## Text excerpt

As a mixed-use scheme, then, this concept plan still seems more autoist than walkable, an inferior expression of a mixed-use master plan.

The ad redirects to this sales page, and several other reports are linked from that.

The appraisal, for example, also lists other infrastructure requirements:
  • Upgrading frontage roads - $750,000
  • Intersection improvements - $1,000,000
  • Water lines may need to be replaced
  • Onsite wells may need backflow devices and/or other improvements
  • Storm and sanitary sewer needs work, including a new sewer main - $600,000
  • A storm water study is necessary - $25,000
The RFP to my eye reads pretty reasonably. It includes a final section on "Considerations":
Please take these community interests into account when exploring uses for the property.
  • Relationship to context. Development to the north and east of the site is primarily single-family residential. To the west and south are large scale, densely developed medical uses.
  • Multifamily. The City of Salem lacks multifamily land, has historically-low vacancy, and is experiencing rising rents (15% year-over-year increase).
  • Need for open space. Appraiser recommends approximately 5 acres of contiguous park space, fronting on D Street. Others have suggested more.
  • Impact to D Street. Neighbors like the low-traffic nature of D Street; directing most traffic to Center, Park, and 23rd will be better received than driveways on D Street.
  • Employment. Jobs are always welcome.
  • Neighborhood-Scale Retail. Despite the major employer across the street, the vicinity is essentially devoid of restaurant/retail options and lacks commercial-use land.
While these "considerations" don't appear to be binding at all, and if you are inclined to a cynical reading, they could be just empty lip-service; at the same time, if a developer took them seriously, they would be a good and fair-minded guide.

## Task instructions
Extend the commentary on the Salem property's appraisal and RFP, starting right after its final sentence. The rows that follow the commentary come from a separate, unrelated source.

[Referring-expression pointing data]
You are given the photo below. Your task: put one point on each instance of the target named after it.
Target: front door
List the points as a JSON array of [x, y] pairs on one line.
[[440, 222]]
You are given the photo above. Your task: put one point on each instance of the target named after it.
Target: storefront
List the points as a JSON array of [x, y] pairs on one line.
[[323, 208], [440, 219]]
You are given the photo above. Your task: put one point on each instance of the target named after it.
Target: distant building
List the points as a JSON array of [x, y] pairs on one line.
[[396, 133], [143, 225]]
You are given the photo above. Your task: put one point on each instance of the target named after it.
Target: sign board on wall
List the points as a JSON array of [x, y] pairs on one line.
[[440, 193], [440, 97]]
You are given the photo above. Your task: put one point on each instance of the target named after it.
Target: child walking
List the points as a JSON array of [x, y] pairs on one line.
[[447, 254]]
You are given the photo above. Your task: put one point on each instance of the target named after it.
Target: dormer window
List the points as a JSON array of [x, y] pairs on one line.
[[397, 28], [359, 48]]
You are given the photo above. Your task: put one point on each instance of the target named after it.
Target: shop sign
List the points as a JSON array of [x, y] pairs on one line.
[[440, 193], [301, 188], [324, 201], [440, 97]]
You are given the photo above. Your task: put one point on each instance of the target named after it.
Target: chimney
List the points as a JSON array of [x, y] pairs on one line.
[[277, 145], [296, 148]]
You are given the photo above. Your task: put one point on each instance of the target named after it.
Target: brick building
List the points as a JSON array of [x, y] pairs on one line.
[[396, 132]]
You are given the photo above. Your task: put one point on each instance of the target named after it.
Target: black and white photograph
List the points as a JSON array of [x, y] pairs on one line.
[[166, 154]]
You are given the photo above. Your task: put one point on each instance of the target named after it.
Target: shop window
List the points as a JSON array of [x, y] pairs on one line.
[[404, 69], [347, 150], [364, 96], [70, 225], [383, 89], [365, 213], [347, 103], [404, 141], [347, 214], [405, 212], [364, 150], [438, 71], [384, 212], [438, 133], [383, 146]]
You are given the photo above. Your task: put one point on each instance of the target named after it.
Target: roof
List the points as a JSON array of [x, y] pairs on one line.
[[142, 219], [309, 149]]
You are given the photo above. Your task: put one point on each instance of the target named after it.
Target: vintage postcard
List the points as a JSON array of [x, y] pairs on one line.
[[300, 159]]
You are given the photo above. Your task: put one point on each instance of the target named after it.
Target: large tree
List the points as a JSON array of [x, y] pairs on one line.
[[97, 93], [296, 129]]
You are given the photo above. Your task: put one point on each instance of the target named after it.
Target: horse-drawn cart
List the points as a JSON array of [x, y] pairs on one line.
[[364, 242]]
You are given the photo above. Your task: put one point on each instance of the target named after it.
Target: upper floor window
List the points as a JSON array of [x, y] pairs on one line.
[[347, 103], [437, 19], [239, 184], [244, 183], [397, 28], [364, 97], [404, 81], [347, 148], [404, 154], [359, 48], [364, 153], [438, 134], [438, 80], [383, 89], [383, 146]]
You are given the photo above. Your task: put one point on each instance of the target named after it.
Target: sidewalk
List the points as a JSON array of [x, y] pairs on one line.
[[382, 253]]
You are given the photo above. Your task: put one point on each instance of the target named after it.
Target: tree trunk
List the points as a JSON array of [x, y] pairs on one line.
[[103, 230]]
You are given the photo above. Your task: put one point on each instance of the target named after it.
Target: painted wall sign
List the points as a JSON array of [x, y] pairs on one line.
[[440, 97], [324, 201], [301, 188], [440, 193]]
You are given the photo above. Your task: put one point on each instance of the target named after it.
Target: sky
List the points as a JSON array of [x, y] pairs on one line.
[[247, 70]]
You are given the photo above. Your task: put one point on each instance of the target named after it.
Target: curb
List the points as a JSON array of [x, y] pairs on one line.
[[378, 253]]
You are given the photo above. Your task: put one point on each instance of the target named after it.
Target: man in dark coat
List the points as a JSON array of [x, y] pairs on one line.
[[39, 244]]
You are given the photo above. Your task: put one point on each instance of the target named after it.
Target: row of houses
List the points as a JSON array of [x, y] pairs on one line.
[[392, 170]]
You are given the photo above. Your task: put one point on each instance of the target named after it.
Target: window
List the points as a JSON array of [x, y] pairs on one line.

## Response area
Otherwise I don't know there's anything much here to argue at the moment.

Early plats show small orchard/farm land clearly;
We've planted trees here and cut them down before.
(Heritage and Identity presentation on Lansing-NESCA)
The tree-removal and demolition plan seems defensible, and while some do not agree with it, the criticism of it has seemed overwrought and insufficiently sensitive to the actual challenges of the site, the old buildings set on a mid-century campus away from the sidewalks, and of Salem's housing and development needs. That criticism has seemed to occupy an idealized world too far removed from what actually is. (Other criticism about the lack of public process and master planning has more merit, however.)

It's important also to remember the Dome Building and Yaquina Hall are being saved; the plan truly occupies a central place in the debate about which reasonable people can disagree.

Once a buyer is identified and begins to articulate plans - well, then there might be more to argue!

(For all notes on the North Campus project, see here.)

2 comments:

Susann Kaltwasser said...

I suspect that the zoning in this illustration is just proposed. The current zoning is public use so would need to be changed by going through the City process.

Most disappointing is the potential loss of the park altogether. City staff suggested it was unneeded and even if they got it for a dollar as once proposed, because of the development and maintenance costs.

I predict that this land will be sitting cleared and vacant for many years. It is going to cost a lot of money to re-develop this property. It would need to have a pretty high guaranteed return on investment to make it worth the effort. I am not sure this area has that kind of high-end potential. As much as we need multifamily development, this is going to cost a lot of money in just basic infrastructures.

I hope someone proves me wrong!

Salem Breakfast on Bikes said...

Not sure this merits a separate post, but it interesting to note. Both Salem Weekly and Hinessight have news about another proposal for the North Campus.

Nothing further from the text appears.